→ Task requirements:
- A) Answer these about the passage on Lisp constants, one per line, marked the same way:
(i) What two ways of handling unsupported objects such as streams are conforming implementations allowed?
(ii) What objects does the term "compiled code" refer to?
(iii) What must be true of two numbers for them to be similar as constants?
- B) Write the next part of the passage on Lisp constants, starting right after its last sentence.

→ Text to read:
* * *
The key is a definition of an equivalence relationship called ``similarity as
constants'' between Lisp objects. Code passed through the file compiler and
then loaded must behave as though quoted constants in it are similar in this
sense to quoted constants in the corresponding source code. An object may be
used as a quoted constant processed by compile-file if and only if the compiler
can guarantee that the resulting constant established by loading the compiled
file is ``similar as a constant'' to the original. Specific requirements are
spelled out below.
Some types of objects, such as streams, are not supported in constants
processed by the file compiler. Such objects may not portably appear as
constants in code processed with compile-file. Conforming implementations are
required to handle such objects either by having the compiler or loader
reconstruct an equivalent copy of the object in some implementation-specific
manner or by having the compiler signal an error.
Of the types supported in constants, some are treated as aggregate objects. For
these types, being similar as constants is defined recursively. We say that an
object of such a type has certain ``basic attributes''; to be similar as a
constant to another object, the values of the corresponding attributes of the
two objects must also be similar as constants.
A definition of this recursive form has problems with any circular or
infinitely recursive object such as a list that is an element of itself. We use
the idea of depth-limited comparison and say that two objects are similar as
constants if they are similar at all finite levels. This idea is implicit in
the definitions below, and it applies in all the places where attributes of two
objects are required to be similar as constants. The question of handling
circular constants is the subject of a separate vote by X3J13 (see below).
The following terms are used throughout this section. The term constant refers
to a quoted or self-evaluating constant, not a named constant defined by
defconstant. The term source code is used to refer to the objects constructed
when compile-file calls read (or the equivalent) and to additional objects
constructed by macro expansion during file compilation. The term compiled code
is used to refer to objects constructed by load.
Two objects are similar as a constant if and only if they are both of one of
the types listed below and satisfy the additional requirements listed for that
type.
number
Two numbers are similar as constants if they are of the same type and
represent the same mathematical value.
character
Two characters are similar as constants if they both represent the same
character. (The intent is that this be compatible with how eql is defined
on characters.)
* * *
→ Records shown:
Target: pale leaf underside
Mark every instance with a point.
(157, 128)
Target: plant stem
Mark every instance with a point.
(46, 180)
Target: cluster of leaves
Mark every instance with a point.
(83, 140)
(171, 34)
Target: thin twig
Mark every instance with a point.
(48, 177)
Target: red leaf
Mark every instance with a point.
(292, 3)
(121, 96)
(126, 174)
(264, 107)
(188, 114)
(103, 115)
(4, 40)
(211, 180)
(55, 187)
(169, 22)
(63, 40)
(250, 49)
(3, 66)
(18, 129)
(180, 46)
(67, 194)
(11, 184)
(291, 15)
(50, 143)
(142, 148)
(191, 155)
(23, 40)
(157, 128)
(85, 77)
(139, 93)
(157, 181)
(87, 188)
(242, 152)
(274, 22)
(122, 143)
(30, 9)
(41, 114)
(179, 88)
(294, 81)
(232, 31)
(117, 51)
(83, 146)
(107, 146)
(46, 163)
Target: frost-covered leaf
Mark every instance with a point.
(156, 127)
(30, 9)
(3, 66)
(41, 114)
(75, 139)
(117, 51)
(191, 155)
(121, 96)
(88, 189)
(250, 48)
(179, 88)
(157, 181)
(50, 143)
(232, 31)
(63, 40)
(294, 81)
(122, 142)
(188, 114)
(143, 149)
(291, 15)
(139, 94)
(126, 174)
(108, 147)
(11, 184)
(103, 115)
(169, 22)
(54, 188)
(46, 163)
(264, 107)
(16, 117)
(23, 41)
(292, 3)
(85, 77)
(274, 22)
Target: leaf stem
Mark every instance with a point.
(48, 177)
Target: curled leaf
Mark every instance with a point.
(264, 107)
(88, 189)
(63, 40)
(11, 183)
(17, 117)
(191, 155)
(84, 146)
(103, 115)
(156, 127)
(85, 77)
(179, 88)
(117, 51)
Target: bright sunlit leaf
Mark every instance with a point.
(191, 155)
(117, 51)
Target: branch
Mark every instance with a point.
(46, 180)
* * *
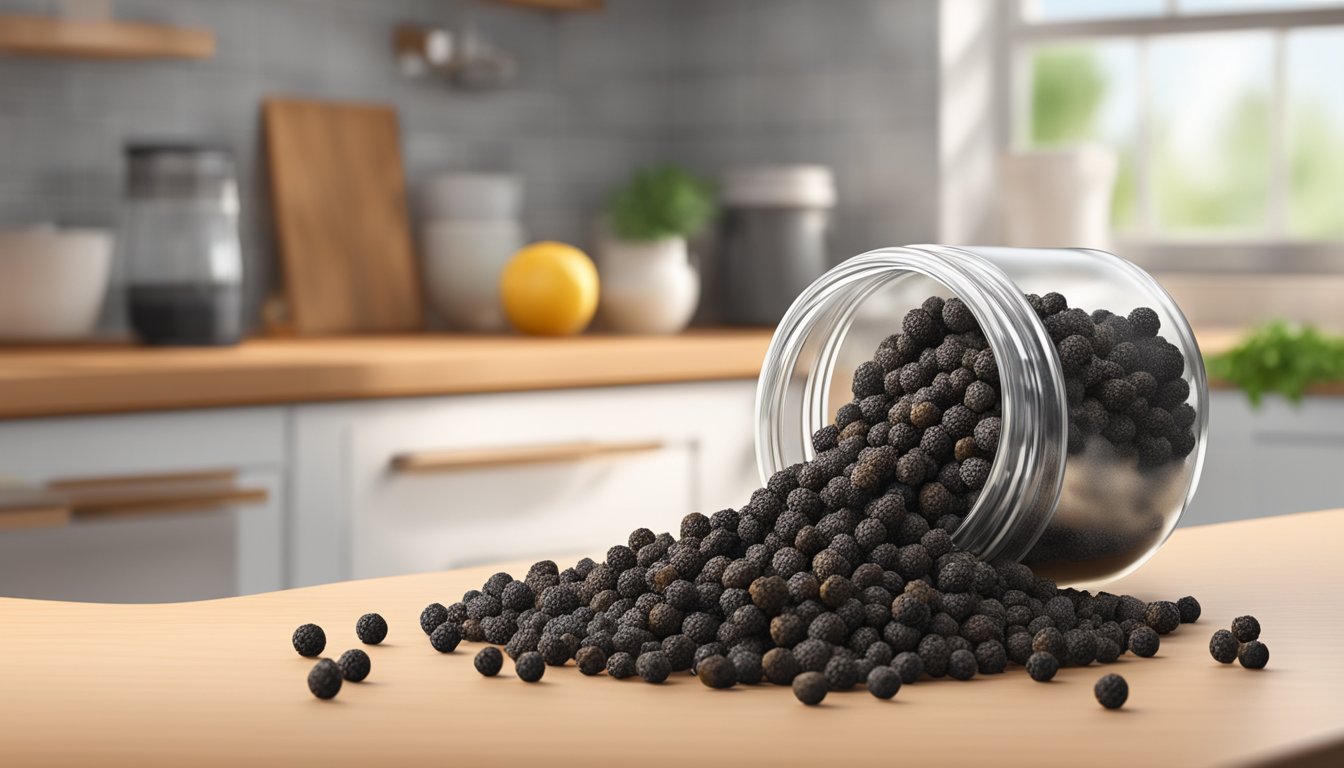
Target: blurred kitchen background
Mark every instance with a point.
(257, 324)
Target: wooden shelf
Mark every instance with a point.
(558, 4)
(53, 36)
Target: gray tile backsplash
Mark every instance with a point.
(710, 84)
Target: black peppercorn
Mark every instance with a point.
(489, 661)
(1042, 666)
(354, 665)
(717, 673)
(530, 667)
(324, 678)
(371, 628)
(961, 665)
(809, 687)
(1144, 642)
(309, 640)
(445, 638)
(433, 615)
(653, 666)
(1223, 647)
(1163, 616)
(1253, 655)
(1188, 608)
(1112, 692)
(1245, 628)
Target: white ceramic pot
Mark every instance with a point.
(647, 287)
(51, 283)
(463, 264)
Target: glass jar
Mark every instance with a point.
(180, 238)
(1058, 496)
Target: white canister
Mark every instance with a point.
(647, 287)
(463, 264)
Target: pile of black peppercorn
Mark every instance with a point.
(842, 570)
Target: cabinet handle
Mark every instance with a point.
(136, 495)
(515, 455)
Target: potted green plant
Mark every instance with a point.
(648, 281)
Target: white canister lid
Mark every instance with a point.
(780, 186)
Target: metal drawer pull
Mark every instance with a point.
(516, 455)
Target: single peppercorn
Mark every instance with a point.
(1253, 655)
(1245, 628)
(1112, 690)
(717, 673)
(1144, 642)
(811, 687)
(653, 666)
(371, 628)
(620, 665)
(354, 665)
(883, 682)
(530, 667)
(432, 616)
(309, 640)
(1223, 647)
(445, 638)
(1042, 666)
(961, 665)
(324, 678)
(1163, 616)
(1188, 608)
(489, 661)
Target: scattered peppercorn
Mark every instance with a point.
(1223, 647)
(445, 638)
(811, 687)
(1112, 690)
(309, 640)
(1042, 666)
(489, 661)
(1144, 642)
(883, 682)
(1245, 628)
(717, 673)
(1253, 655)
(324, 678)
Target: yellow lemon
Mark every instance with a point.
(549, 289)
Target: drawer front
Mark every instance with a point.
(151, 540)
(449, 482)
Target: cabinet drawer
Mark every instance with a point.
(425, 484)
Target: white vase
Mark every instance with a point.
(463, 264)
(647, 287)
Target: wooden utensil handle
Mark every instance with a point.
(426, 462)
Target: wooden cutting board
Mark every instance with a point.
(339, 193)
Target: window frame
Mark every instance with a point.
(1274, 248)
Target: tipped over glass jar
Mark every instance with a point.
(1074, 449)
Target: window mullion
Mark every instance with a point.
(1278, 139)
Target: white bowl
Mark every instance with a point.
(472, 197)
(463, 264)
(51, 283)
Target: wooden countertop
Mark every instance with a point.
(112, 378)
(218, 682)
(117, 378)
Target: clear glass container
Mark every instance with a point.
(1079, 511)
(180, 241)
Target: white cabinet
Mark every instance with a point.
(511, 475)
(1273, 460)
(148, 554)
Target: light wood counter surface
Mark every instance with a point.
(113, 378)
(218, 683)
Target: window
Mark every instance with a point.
* * *
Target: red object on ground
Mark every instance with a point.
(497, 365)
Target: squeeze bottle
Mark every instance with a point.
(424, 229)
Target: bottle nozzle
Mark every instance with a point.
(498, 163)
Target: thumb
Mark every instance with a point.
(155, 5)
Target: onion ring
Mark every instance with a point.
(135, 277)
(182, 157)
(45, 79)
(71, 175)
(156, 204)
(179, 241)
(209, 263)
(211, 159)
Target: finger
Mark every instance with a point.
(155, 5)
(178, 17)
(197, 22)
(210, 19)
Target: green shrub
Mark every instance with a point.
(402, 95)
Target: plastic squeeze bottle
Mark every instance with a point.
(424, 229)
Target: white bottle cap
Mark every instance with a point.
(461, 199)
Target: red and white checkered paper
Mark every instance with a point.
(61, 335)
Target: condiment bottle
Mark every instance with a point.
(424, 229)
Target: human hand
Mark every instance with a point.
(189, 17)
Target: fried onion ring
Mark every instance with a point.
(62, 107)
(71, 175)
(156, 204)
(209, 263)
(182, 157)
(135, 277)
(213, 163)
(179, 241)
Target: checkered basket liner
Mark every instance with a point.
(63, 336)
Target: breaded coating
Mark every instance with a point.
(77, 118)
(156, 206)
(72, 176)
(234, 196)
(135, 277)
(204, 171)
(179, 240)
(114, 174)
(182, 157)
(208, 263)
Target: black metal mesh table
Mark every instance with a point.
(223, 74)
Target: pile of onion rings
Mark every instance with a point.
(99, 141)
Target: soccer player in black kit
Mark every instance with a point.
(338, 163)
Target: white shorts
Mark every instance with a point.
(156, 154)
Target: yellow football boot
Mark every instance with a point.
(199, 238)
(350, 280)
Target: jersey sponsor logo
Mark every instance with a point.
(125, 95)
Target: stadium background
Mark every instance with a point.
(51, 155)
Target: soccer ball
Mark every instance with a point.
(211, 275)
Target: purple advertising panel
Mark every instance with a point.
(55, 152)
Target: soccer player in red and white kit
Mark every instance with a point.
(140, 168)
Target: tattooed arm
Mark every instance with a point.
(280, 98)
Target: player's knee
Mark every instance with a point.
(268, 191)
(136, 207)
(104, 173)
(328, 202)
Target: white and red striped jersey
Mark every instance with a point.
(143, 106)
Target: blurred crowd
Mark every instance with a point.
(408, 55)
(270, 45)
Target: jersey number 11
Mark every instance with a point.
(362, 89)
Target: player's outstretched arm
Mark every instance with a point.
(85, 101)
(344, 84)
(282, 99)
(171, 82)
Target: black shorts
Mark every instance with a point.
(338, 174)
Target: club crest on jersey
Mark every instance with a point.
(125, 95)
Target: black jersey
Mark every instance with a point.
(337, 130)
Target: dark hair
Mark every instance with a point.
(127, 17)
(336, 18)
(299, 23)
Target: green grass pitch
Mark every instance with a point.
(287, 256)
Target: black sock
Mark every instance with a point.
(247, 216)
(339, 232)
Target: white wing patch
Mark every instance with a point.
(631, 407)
* * *
→ Expected results:
- A)
(i) The compiler or loader rebuilds an equivalent copy of the object in some implementation-specific way, or the compiler signals an error.
(ii) Objects constructed by load.
(iii) They must be of the same type and represent the same mathematical value.

- B)
symbol
X3J13 voted in June 1989 (COMPILE-FILE-SYMBOL-HANDLING) to define
similarity as a constant for interned symbols. A symbol S appearing in the
source code is similar as a constant to a symbol S' in the compiled code
if their print names are similar as constants and either of the following
conditions holds:
o S is accessible in *package* at compile time and S' is accessible in
*package* at load time.
o S' is accessible in the package that is similar as a constant to the
home package of symbol S.
The ``similar as constants'' relationship for interned symbols has nothing
to do with *readtable* or how the function read would parse the characters
in the print name of the symbol.
An uninterned symbol in the source code is similar as a constant to an
uninterned symbol in the compiled code if their print names are similar as
constants.
package
A package in the source code is similar as a constant to a package in the
compiled code if their names are similar as constants. Note that the
loader finds the corresponding package object as if by calling
find-package with the package name as an argument. An error is signaled if
no package of that name exists at load time.
random-state
We say that two random-state objects are functionally equivalent if
applying random to them repeatedly always produces the same pseudo-random
numbers in the same order.
Two random-states are similar as constants if and only if copies of them
made via make-random-state are functionally equivalent. (Note that a
constant random-state object cannot be used as the state argument to the
function random because random performs a side effect on that argument.)
cons
Two conses are similar as constants if the values of their respective car
and cdr attributes are similar as constants.
array
Two arrays are similar as constants if the corresponding values of each of
the following attributes are similar as constants: for vectors
(one-dimensional arrays), the length and element-type and the result of
elt for all valid indices; for all other arrays, the array-rank, the
result of array-dimension for all valid axis numbers, the
array-element-type, and the result of aref for all valid indices. (The
point of distinguishing vectors is to take any fill pointers into
account.)
If the array in the source code is a simple-array, then the corresponding
array in the compiled code must also be a simple-array, but if the array
in the source code is displaced, has a fill pointer, or is adjustable, the
corresponding array in the compiled code is permitted to lack any or all
of these qualities.
hash-table
Two hash tables are similar as constants if they meet three requirements.
First, they must have the same test (for example, both are eql hash tables
or both are equal hash tables). Second, there must be a unique bijective
correspondence between the keys of the two tables, such that the
corresponding keys are similar as constants. Third, for all keys, the
values associated with two corresponding keys must be similar as
constants.
If there is more than one possible one-to-one correspondence between the
keys of the two tables, it is unspecified whether the two tables are
similar as constants. A conforming program cannot use such a table as a
constant.
pathname
Two pathnames are similar as constants if all corresponding pathname
components are similar as constants.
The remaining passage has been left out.